- _Your objective_
Copy out everything from the line containing "Where can you spot the mud-covered" through the end of the records below, requests included. Adjust each coordinate in the points by -124.

[START OF Source material]

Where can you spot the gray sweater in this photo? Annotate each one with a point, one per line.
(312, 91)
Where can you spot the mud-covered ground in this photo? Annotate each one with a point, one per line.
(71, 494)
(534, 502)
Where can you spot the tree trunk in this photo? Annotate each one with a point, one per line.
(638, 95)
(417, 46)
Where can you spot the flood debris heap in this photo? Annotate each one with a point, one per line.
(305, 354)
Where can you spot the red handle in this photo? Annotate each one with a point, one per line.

[END OF Source material]

- _In response_
Where can you spot the mud-covered ground in this photo? Annotate each one with a point, one per line.
(-53, 370)
(410, 378)
Where can you spot the tree trunk in this photo? Annotate each one with a point, one per line.
(514, -29)
(293, -78)
Where can you spot the flood debris heap in this photo? Annotate each one with a point, one per line.
(181, 230)
Where can you spot the red handle in this photo? Annotate each one with a point, one per line.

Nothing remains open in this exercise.